**Passage for review**.
•••••

Could something in your kitchen cabinet help you lose weight and prevent cancer? It’s something many people don’t associate with weight loss or even health.
Some refer to this weight loss food as “liquid gold” because of its color and the fact that it’s rich in nutrients. A local research dietitian swears by this particular ingredient and has done local studies on its power to help us lose weight and prevent prostate and breast cancers. And here’s the irony: It’s high in fat.
If you want to trim your waistline, try consuming at least three tablespoons a day of extra virgin olive oil. Mary Flynn, a registered dietitian and researcher at The Miriam Hospital, has the proof to back it up. She recently completed two weight loss studies. One looked at an olive oil plant-based diet to prevent breast cancer; the other to see if that same diet could prevent prostate cancer.
“What we were looking at was when men are treated for recurrent prostate cancer, they’re treated very often with a therapy that blocks the testosterone. And when this happened it increased their risk factors for heart disease by increasing the metabolic syndrome, which is a large waist, an increase in the triglycerides, decrease in HDL, the blood pressure goes up and glucose goes up,” Flynn said.

•••••

Stored data
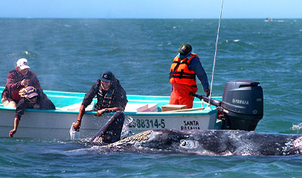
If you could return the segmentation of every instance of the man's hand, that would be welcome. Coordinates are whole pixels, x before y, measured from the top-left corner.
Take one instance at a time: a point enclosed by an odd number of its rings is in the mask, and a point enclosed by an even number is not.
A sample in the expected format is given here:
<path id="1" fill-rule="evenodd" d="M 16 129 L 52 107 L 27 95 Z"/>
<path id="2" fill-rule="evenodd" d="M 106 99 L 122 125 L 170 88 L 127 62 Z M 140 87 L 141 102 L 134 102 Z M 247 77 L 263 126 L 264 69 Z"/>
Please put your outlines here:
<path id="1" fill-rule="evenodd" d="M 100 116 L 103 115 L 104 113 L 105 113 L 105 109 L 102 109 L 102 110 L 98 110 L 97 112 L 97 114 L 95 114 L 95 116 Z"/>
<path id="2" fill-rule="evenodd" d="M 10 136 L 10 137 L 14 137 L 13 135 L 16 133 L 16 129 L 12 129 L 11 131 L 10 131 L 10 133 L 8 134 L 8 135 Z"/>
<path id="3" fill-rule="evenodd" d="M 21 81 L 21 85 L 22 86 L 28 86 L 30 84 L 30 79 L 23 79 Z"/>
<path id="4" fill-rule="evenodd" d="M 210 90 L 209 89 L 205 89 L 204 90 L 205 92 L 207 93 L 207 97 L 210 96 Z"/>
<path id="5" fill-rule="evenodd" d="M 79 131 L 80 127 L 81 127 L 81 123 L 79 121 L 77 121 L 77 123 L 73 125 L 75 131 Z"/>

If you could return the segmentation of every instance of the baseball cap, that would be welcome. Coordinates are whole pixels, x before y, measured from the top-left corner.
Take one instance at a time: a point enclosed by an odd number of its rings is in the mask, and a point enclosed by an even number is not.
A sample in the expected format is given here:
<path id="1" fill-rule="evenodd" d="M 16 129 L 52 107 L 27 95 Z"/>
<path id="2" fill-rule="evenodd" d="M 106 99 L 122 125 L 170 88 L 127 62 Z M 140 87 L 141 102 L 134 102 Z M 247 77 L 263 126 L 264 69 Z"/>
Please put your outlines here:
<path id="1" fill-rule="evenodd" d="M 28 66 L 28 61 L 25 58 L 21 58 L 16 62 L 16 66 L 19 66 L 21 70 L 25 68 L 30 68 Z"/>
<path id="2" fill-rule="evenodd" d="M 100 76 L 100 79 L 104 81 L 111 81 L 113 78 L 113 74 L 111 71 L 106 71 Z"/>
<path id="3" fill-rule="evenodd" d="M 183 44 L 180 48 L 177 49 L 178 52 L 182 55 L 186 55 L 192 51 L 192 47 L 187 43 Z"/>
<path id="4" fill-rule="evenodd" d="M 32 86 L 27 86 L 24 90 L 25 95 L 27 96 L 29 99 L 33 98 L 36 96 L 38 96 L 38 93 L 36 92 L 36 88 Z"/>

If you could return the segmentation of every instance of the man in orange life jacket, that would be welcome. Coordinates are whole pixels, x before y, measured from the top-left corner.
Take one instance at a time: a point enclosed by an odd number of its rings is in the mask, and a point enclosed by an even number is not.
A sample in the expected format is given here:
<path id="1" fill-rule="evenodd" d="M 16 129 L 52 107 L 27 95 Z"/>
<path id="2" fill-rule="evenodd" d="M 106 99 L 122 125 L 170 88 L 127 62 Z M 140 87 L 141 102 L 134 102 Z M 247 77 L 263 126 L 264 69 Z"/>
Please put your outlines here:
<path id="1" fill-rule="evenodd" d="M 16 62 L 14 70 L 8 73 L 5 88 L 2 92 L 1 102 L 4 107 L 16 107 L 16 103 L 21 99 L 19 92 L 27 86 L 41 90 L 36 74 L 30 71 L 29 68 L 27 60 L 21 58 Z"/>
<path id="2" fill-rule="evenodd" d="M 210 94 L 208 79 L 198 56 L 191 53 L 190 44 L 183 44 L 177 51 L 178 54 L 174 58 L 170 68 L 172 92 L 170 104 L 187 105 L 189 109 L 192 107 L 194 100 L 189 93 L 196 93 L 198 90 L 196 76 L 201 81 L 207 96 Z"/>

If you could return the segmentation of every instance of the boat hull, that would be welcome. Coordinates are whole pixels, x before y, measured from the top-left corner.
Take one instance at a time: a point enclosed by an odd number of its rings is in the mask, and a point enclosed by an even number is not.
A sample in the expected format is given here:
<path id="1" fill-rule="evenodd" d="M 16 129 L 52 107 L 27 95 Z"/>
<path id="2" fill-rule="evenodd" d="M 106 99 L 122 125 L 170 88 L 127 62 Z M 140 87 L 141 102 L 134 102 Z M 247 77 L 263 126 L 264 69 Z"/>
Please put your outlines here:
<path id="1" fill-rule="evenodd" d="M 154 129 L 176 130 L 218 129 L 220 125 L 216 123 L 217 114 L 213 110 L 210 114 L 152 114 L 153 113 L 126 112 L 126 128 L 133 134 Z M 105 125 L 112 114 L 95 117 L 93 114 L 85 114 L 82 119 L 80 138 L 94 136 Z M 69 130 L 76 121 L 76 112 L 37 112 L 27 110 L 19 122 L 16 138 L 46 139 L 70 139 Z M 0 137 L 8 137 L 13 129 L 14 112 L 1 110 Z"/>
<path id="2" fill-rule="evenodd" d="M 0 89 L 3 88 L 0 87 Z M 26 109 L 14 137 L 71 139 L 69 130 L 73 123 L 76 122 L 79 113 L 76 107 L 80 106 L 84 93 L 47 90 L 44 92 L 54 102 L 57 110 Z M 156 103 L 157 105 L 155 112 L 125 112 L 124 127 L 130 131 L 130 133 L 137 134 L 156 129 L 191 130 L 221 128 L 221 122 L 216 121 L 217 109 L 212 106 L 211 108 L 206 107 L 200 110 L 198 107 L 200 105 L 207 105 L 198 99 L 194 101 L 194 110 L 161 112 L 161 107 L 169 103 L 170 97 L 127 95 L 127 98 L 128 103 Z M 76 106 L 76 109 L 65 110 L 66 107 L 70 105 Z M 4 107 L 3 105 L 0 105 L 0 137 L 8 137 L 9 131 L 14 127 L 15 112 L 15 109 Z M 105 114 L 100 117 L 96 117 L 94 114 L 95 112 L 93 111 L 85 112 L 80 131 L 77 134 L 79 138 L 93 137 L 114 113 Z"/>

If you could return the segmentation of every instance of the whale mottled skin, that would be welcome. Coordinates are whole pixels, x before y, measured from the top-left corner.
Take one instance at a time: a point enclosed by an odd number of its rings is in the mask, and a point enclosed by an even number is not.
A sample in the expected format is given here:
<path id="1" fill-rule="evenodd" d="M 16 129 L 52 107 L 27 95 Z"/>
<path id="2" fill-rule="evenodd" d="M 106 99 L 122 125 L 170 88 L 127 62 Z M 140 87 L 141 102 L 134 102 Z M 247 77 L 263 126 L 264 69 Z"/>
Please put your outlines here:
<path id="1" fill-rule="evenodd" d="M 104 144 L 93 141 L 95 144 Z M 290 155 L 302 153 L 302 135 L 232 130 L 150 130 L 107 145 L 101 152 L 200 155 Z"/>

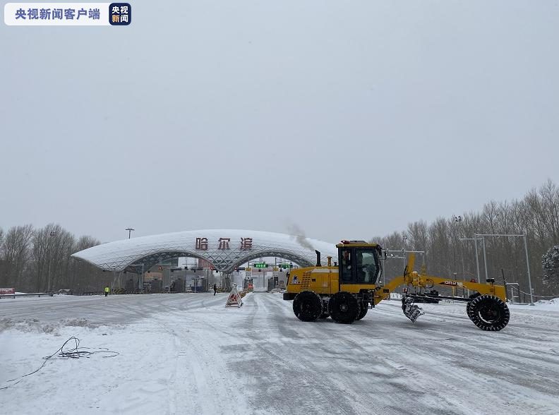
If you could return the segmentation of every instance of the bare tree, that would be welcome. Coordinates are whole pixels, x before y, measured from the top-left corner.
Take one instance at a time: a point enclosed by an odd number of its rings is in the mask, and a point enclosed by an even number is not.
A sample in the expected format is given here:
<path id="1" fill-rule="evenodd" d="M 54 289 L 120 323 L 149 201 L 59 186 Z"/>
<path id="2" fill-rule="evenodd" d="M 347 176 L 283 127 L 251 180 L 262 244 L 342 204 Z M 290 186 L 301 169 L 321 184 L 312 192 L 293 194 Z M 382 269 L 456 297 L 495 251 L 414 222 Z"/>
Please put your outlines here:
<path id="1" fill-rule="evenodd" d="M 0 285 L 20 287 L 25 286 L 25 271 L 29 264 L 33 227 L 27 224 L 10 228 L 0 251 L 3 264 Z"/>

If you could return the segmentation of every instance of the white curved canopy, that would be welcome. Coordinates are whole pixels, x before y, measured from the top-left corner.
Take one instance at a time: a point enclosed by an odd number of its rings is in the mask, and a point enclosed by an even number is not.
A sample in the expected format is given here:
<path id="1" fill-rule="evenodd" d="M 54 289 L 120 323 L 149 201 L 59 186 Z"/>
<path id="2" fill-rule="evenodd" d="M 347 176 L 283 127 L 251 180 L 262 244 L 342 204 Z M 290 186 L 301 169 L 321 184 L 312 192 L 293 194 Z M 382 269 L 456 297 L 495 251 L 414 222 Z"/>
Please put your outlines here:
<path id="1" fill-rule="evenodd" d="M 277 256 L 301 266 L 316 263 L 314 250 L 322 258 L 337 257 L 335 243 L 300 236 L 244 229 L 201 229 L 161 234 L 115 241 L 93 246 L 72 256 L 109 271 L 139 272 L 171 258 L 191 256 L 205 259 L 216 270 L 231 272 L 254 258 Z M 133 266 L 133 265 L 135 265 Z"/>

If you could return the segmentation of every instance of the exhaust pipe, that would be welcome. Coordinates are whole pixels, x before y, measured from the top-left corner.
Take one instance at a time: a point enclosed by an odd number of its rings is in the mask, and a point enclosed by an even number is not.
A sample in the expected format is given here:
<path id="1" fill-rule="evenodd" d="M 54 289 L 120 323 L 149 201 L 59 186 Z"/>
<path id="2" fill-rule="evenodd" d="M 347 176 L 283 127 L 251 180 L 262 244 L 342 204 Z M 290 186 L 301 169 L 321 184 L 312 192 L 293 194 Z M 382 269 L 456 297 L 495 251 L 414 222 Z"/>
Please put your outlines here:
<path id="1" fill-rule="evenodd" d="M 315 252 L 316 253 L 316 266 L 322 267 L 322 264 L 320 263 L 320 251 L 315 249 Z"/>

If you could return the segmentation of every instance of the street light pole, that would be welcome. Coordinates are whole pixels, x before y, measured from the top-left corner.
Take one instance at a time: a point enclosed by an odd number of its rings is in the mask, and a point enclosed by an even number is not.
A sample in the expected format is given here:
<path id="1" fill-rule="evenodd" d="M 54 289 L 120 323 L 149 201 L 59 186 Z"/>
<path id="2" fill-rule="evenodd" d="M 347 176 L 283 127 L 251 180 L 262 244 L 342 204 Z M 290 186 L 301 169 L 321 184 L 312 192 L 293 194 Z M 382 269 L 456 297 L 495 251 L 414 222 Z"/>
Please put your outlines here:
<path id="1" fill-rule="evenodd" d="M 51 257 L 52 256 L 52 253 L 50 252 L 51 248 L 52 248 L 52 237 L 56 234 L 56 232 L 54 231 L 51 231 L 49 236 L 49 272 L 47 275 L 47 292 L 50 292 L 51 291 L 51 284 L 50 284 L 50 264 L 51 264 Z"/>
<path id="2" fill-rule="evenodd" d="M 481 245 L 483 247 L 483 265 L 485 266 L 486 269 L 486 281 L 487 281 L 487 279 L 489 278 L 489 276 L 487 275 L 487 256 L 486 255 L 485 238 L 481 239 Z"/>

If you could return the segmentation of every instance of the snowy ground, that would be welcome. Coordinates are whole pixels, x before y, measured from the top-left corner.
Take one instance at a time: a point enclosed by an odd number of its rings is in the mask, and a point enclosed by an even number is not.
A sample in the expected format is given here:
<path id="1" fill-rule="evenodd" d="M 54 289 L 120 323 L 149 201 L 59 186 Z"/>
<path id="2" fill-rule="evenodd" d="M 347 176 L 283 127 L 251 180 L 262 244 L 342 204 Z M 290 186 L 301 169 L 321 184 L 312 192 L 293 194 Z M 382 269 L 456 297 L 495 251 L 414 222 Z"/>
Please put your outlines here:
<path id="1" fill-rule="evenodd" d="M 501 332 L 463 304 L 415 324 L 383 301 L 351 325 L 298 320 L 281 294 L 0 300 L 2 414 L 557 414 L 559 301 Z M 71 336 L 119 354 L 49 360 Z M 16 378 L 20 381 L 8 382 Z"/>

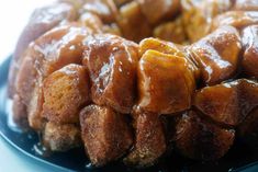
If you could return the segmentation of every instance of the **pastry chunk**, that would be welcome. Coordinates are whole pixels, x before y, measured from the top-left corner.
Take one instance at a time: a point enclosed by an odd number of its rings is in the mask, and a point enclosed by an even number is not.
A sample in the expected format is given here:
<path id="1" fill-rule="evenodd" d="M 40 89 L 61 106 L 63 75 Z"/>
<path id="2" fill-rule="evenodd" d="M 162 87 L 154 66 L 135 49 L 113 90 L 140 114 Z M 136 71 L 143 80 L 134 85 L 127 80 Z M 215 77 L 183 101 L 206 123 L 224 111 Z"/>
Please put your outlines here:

•••••

Please substitute "two tablespoons" for "three tablespoons" and give the stretch of the olive oil article from "If you want" through "prevent prostate cancer." again with that change.

If you want to trim your waistline, try consuming at least two tablespoons a day of extra virgin olive oil. Mary Flynn, a registered dietitian and researcher at The Miriam Hospital, has the proof to back it up. She recently completed two weight loss studies. One looked at an olive oil plant-based diet to prevent breast cancer; the other to see if that same diet could prevent prostate cancer.